(Data to use)
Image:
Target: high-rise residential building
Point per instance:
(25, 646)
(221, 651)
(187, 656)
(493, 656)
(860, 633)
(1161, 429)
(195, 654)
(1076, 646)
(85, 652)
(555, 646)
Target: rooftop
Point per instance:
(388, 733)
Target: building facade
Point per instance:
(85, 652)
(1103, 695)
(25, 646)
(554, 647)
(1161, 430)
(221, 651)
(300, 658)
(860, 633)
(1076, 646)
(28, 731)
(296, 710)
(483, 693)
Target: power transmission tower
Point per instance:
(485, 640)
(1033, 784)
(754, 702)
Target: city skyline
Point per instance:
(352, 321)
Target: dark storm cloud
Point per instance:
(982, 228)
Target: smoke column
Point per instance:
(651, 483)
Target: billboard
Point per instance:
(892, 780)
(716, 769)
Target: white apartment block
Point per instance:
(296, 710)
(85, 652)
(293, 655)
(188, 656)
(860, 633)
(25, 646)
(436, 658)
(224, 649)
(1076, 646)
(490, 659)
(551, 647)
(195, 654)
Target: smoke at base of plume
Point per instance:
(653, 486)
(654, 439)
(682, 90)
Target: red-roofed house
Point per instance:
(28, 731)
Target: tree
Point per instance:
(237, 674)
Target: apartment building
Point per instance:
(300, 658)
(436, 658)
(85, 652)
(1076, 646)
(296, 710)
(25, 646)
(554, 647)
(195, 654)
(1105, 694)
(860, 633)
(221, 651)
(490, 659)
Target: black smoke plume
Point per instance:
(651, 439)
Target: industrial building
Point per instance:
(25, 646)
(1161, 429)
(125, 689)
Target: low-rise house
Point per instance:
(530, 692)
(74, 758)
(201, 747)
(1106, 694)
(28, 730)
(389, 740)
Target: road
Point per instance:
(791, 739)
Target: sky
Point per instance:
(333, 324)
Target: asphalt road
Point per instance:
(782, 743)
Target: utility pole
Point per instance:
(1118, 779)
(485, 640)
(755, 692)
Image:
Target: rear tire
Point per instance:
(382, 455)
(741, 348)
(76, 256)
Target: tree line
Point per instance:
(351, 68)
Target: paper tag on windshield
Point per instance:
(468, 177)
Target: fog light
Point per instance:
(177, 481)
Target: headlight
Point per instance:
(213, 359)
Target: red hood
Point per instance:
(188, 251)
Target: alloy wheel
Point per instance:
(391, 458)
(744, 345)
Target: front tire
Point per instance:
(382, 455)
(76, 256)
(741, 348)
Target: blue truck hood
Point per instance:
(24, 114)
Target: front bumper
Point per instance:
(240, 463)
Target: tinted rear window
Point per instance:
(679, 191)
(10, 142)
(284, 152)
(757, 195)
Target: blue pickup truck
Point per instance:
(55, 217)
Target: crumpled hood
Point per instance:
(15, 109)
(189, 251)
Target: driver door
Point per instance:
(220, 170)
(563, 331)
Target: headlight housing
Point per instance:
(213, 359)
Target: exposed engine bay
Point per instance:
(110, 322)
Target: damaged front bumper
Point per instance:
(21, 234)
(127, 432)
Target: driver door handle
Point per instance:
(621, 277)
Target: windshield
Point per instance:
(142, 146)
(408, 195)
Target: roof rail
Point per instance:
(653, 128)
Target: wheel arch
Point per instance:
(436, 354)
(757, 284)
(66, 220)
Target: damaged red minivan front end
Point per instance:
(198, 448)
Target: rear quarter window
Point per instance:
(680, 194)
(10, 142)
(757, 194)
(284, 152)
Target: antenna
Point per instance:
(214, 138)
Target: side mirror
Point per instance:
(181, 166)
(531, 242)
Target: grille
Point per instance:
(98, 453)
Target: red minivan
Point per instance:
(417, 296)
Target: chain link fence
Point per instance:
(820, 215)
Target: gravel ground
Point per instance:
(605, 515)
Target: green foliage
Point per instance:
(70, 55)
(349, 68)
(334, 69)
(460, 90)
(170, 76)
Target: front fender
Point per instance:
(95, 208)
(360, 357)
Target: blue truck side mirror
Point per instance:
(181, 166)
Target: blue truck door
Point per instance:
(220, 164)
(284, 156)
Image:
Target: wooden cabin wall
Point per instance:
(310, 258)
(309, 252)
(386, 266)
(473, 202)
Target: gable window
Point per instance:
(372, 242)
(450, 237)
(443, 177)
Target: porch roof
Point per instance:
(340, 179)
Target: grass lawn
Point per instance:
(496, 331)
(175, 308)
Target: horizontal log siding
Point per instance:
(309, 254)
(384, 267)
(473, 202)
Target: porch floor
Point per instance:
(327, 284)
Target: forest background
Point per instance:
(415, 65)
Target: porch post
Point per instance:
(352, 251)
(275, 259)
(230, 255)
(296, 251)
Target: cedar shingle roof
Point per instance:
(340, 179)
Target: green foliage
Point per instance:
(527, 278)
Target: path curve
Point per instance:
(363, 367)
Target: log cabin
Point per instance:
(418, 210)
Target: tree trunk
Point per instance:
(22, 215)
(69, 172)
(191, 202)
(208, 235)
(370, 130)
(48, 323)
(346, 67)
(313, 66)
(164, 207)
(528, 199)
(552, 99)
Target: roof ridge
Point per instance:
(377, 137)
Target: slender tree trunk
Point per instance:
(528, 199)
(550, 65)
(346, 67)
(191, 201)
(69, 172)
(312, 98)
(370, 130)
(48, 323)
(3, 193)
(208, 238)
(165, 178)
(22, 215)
(End Data to use)
What you should do =>
Without changing a single word, reproduce the entries above.

Expected answer =>
Image:
Target: high-rise residential building
Point per instance:
(25, 646)
(221, 651)
(187, 656)
(493, 656)
(860, 633)
(1161, 429)
(195, 654)
(1076, 646)
(85, 652)
(555, 646)
Target: rooftop
Point per instance:
(388, 733)
Target: building facade
Point per instance:
(85, 652)
(1103, 695)
(25, 646)
(554, 647)
(1161, 430)
(221, 651)
(300, 658)
(860, 633)
(1076, 646)
(28, 731)
(296, 710)
(483, 693)
Target: power transmission tower
Point per instance:
(485, 640)
(1033, 784)
(754, 702)
Target: city skyline
Point per instance:
(352, 321)
Target: dark storm cloud
Point per instance:
(982, 228)
Target: smoke column
Point per instance:
(651, 483)
Target: billboard
Point per instance:
(892, 780)
(716, 769)
Target: white apartment block
Point per instance:
(296, 710)
(85, 652)
(293, 655)
(188, 656)
(860, 633)
(25, 646)
(436, 658)
(224, 649)
(1076, 646)
(490, 659)
(551, 647)
(195, 654)
Target: smoke at base of plume
Point per instance:
(653, 486)
(654, 439)
(682, 90)
Target: red-roofed house
Point per instance:
(28, 731)
Target: tree
Point per instance:
(237, 674)
Target: apartment building
Point per instance:
(300, 658)
(436, 658)
(85, 652)
(1076, 646)
(296, 710)
(25, 646)
(554, 647)
(195, 654)
(1105, 694)
(860, 633)
(221, 651)
(490, 659)
Target: black smoke plume
Point per instance:
(651, 439)
Target: industrial building
Point per instance:
(25, 646)
(1161, 429)
(125, 689)
Target: low-rise house
Point per instance:
(530, 692)
(74, 758)
(201, 747)
(1106, 694)
(28, 730)
(389, 740)
Target: road
Point per instance:
(791, 739)
Target: sky
Point per instance:
(333, 324)
Target: asphalt road
Point per instance:
(782, 743)
Target: utility pole
Point per instance:
(1118, 779)
(485, 640)
(755, 692)
Image:
Target: rear tire
Point per instance:
(382, 455)
(741, 348)
(76, 256)
Target: tree line
Point per instance:
(351, 68)
Target: paper tag on windshield
Point per instance:
(468, 177)
Target: fog light
Point per instance:
(177, 481)
Target: headlight
Point per instance:
(213, 359)
Target: red hood
Point per instance:
(188, 251)
Target: alloy wheel
Point per instance:
(391, 458)
(744, 345)
Target: front tire
Point per instance:
(382, 455)
(76, 256)
(741, 348)
Target: blue truck hood
Point per instance:
(24, 114)
Target: front bumper
Point per instance:
(240, 463)
Target: tinted rear window
Point per instance:
(679, 191)
(10, 142)
(284, 152)
(757, 195)
Target: blue pickup truck
Point per instance:
(55, 217)
Target: crumpled hood
Point per instance:
(15, 109)
(189, 251)
Target: driver door
Point per instance:
(220, 170)
(563, 331)
Target: headlight housing
Point per instance:
(213, 359)
Target: exposed engine bay
Point per instance:
(110, 322)
Target: damaged front bumper
Point per instance:
(21, 234)
(127, 432)
Target: driver door handle
Point per instance:
(621, 277)
Target: windshield
Point per instance:
(142, 146)
(408, 195)
Target: roof rail
Point per instance:
(653, 128)
Target: wheel arch
Point per instance:
(436, 354)
(757, 284)
(66, 220)
Target: damaged red minivan front end
Point per instance:
(198, 448)
Target: rear quarter window
Point per instance:
(680, 194)
(10, 142)
(757, 194)
(284, 152)
Target: antenna
Point per instance:
(214, 138)
Target: side mirror
Point per instance:
(181, 166)
(531, 242)
Target: grille
Point per instance:
(98, 453)
Target: red minivan
Point per instance:
(417, 296)
Target: chain link fence
Point per instance:
(820, 215)
Target: gravel ground
Point per instance:
(605, 515)
Target: green foliage
Point per instance:
(70, 55)
(349, 68)
(334, 69)
(460, 90)
(170, 76)
Target: front fender
Point per instance:
(95, 208)
(360, 357)
Target: blue truck side mirror
Point per instance:
(181, 166)
Target: blue truck door
Point per instance:
(220, 164)
(284, 156)
Image:
Target: wooden cabin wall
Point per instance:
(310, 258)
(309, 252)
(386, 266)
(473, 202)
Target: gable window
Point per instance:
(372, 242)
(450, 237)
(443, 177)
Target: porch roof
Point per instance:
(340, 179)
Target: grass lawn
Point per instance:
(496, 331)
(175, 308)
Target: horizontal log siding
Point per instance:
(309, 254)
(384, 267)
(473, 202)
Target: porch floor
Point per instance:
(327, 284)
Target: forest background
Point per instance:
(415, 65)
Target: porch post
Point per instance:
(352, 251)
(275, 259)
(230, 255)
(296, 251)
Target: cedar shingle roof
Point per instance:
(340, 179)
Target: green foliage
Point per instance:
(527, 278)
Target: path curve
Point per instance:
(363, 367)
Target: log cabin
Point per instance:
(418, 210)
Target: tree trunk
Point per instance:
(22, 215)
(69, 172)
(191, 202)
(208, 235)
(370, 130)
(48, 323)
(346, 67)
(313, 66)
(164, 207)
(528, 199)
(552, 99)
Target: roof ridge
Point per instance:
(377, 137)
Target: slender tree trunk
Point per instance:
(528, 199)
(550, 65)
(346, 67)
(191, 201)
(69, 172)
(312, 98)
(370, 130)
(48, 323)
(3, 193)
(208, 238)
(165, 178)
(22, 215)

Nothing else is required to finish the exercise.